(Source text):
We will learn the properties of piezoelectric material and the characteristics of various microphones and how they function. We will also investigate LabVIEW's capacity as a testing device.


FYI Microphones are transducers that convert variations in air pressure caused by sound waves into electrical signals. The sound waves cause the air to vibrate; these vibrations are captured by a diaphragm. A diaphragm is a thin membrane that vibrates when hit by a forece, like a sound wave. The microphone then translates these vibrations into electrical current. How this happens depends upon the type of microphone being used.

Carbon microphones are very simple mechanisms. They were invented for use in the first telephones. The resistance of carbon dust is changed by variations in pressure caused by the movement of the diaphragm. This affects the electric curent flowing through the microphone.

Dynamic microphones use electromagnetism to generate an audio signal. A wire coil surrounding a magnet is attached to a diaphragm. Sound waves hitting the diaphragm cause it, along with the coil, to vibrate. Sound waves of different frequencies cause the diaphragm and coil to vibrate at different speeds. The movement of the coil within the magnetic field produces a small, varying current.

Figure 1: Dynamic Microphone Construction

In a condenser microphone, a static charge exists between the diaphragm and the fixed back plate (this charge is supplied externally, usually by a battery). As the diaphragm vibrates, the distance between the fixed back plate and the diaphragm changes. This alters the capacitance of the diaphragm back plate capacitor. This fluctuating capacitance varies the electric current passing through the microphone, generating an audio signal.

In a ribbon microphone, a thin metal ribbon, acting as both diaphragm and coil, is suspended in a magnetic field. The ribbon vibrates in response to sound waves, generating a small, varying current.1

For this lab, we will be building a piezoelectric microphone. Certain crystalline materials exhibit piezoelectric behavior when pressure is applied to them. When you attach a diaphragm to a crystal, sound waves hitting the diaphragm will apply pres­sure to the crystal causing it to change shape (piezo in Greek means pressure). This action generates an electric current. Your team will be using a piezoelectric strip to accomplish this2

Figure 2: Piezoelectric Microphone Construction

You will be using LabVIEW's TimeFreq VI to test the quality of your microphone. The VI simulates both an oscilloscope and a spectrum analyzer. An oscilloscope is a piece of test equipment used to plot electrical voltage vs. time, while a spectrum analyzer displays the frequency characteristics of an electric signal.

The TimeFreq VI uses two graphs to analyze the quality of your microphone. The first is a waveform graph. This graph plots voltage against time. Ideally, a signal composed of one frequency would have a graph that is smooth and continuous. The higher the amplitude of the graph, the more sound the microphone picked up. See Figure 3.

(Set problem A):
According to the microphone text, what were carbon microphones originally invented for?

Entries taken from a collection:
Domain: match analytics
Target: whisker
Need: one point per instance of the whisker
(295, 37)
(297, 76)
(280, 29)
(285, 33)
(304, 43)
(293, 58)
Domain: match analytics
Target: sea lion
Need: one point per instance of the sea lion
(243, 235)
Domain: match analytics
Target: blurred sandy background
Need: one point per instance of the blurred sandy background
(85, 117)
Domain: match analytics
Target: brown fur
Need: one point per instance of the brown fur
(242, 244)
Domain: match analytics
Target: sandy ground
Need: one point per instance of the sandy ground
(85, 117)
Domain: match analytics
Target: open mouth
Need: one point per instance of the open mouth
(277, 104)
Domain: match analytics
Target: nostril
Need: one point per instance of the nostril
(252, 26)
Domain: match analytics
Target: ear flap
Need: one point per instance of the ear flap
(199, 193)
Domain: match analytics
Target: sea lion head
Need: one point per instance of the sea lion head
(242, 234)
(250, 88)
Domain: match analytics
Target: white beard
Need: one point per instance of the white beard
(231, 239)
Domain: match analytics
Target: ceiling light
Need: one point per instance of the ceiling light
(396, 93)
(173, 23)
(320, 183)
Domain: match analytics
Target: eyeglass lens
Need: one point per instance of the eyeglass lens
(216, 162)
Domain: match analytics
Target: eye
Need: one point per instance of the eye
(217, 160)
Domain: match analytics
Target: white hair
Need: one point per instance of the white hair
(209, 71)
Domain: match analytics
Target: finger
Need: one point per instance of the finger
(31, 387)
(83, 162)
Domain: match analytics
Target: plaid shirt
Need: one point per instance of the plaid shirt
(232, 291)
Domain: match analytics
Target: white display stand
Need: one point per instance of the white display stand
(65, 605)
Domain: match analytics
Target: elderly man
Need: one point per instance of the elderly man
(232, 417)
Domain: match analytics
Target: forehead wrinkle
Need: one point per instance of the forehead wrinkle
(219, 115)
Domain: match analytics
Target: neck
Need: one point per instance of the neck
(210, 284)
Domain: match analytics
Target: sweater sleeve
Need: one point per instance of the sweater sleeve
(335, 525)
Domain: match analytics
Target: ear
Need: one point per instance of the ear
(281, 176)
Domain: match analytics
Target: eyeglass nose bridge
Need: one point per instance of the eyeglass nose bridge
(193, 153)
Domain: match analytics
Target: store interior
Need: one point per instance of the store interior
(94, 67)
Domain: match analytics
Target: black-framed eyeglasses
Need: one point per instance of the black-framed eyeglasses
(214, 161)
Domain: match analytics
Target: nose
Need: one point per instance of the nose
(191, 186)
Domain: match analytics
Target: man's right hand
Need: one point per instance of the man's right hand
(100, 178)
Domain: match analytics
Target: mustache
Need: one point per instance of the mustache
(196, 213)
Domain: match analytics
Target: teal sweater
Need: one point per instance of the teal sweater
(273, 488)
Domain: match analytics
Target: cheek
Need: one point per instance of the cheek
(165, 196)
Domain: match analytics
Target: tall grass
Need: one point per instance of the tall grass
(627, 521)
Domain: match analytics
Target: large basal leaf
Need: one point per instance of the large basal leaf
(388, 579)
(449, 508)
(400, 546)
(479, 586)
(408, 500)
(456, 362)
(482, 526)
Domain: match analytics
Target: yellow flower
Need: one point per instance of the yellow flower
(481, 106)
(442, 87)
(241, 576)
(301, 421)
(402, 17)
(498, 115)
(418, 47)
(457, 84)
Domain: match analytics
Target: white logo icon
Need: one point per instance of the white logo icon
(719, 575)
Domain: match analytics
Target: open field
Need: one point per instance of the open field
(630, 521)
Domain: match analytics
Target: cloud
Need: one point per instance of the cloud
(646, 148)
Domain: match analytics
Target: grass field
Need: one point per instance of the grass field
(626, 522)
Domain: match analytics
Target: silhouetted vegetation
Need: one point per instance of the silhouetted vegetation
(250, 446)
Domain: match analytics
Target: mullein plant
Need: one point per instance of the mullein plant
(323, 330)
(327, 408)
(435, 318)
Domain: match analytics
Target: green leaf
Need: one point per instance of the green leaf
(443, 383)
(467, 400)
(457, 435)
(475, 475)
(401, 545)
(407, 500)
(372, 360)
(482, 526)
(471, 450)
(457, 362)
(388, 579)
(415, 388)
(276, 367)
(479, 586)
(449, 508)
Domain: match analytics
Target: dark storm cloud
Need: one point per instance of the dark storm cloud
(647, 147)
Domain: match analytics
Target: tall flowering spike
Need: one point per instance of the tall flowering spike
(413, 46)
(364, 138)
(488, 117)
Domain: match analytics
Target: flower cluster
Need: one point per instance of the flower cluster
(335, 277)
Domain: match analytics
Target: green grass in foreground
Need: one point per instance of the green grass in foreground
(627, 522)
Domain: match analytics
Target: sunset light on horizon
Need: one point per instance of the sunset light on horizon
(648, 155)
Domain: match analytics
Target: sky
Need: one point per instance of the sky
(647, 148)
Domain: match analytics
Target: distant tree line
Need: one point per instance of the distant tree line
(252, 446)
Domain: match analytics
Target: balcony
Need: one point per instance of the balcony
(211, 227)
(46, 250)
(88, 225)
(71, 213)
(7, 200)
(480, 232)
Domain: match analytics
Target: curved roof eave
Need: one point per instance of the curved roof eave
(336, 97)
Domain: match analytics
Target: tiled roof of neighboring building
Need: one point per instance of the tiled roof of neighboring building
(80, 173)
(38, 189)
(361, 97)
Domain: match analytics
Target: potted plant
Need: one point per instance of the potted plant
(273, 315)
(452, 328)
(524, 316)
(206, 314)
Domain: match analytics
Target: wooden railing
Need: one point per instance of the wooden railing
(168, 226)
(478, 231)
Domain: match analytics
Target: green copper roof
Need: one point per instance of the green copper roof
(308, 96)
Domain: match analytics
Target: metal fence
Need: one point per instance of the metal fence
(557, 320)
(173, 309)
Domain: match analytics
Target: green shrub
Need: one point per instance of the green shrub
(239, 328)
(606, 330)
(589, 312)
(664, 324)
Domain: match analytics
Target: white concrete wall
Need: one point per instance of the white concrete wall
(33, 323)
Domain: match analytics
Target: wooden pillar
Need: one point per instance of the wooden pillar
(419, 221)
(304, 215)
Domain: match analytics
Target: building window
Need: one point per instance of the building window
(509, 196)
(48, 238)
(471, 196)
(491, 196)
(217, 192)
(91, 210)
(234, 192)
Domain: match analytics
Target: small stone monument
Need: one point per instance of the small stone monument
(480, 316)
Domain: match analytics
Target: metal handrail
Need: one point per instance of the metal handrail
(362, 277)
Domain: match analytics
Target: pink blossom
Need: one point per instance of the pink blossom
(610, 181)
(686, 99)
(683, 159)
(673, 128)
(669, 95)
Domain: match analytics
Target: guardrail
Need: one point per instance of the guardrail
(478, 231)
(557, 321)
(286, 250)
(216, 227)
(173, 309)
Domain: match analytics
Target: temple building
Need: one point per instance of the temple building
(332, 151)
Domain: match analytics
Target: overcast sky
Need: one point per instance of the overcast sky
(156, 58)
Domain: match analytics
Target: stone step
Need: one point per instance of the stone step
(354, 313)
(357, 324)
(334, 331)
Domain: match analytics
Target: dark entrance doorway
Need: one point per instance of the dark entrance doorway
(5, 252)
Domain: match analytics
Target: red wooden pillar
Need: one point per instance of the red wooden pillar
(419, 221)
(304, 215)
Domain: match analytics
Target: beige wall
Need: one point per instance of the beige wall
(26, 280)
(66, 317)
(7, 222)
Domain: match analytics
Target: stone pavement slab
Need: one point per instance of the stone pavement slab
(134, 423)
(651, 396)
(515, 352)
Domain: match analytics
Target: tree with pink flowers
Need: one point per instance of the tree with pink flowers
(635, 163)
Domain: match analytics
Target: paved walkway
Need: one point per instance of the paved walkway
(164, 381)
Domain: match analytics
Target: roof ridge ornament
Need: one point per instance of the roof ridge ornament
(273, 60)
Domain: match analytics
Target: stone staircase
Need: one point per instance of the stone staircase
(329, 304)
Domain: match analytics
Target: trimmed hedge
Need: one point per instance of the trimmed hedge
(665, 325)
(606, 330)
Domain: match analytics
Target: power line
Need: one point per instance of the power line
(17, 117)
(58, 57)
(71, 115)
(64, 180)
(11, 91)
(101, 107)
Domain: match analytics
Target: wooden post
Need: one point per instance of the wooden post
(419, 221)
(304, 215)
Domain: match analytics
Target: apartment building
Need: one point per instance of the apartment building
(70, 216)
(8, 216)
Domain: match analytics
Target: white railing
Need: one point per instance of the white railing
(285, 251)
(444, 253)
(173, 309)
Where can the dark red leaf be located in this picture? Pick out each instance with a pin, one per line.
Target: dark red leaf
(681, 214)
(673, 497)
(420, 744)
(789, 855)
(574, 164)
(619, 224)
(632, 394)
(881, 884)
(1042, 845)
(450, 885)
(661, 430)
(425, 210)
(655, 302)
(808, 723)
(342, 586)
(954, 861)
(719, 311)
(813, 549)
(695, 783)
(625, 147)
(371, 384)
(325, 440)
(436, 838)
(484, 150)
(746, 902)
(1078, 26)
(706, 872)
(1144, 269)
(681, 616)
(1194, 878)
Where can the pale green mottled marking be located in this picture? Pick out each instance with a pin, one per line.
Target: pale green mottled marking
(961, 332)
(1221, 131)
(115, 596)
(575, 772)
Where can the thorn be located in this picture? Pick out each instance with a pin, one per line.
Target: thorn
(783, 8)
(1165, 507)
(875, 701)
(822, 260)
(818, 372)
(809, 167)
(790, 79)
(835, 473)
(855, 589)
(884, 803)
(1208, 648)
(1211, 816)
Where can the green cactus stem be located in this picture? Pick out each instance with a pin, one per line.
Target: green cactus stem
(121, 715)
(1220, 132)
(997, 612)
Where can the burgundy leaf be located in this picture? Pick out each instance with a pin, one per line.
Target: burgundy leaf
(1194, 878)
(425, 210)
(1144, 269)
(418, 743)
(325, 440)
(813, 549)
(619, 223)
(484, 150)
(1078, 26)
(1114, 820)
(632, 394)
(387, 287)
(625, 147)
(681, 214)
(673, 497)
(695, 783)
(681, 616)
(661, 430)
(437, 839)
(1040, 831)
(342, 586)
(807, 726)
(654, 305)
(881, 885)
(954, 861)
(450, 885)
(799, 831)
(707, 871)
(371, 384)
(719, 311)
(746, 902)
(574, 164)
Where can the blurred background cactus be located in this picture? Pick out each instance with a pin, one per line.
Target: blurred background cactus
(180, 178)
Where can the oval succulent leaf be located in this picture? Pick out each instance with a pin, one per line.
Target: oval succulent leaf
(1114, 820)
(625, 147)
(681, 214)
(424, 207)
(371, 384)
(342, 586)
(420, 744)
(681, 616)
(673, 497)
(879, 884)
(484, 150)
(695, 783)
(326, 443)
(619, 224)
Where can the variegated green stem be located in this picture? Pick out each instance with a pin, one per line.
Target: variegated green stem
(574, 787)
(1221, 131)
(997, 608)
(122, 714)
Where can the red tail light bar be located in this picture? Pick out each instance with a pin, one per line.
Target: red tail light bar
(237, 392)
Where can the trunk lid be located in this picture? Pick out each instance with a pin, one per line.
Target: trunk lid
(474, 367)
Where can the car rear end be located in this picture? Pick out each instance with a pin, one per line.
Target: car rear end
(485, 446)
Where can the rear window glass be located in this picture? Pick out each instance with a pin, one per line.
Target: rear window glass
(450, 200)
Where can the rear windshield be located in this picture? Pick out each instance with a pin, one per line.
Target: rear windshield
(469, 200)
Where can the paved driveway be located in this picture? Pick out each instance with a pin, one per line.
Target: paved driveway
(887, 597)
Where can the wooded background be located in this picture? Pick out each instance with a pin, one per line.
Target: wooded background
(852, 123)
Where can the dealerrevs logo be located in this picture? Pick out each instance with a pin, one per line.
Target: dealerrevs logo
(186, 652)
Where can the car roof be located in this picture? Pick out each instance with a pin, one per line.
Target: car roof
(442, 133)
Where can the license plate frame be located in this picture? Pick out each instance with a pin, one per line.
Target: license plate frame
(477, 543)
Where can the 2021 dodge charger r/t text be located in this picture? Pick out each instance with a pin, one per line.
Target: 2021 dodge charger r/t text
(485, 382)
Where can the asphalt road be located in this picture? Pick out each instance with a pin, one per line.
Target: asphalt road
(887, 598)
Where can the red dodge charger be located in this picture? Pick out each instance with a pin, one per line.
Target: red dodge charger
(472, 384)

(Set problem B):
Please copy the rows again word for word, starting with the row that contains "Where can the red dodge" and going on through the final row.

(Complete output A):
They were invented for use in the first telephones.

(Complete output B):
Where can the red dodge charger be located in this picture? Pick out each instance with a pin, one per line.
Target: red dodge charger
(472, 384)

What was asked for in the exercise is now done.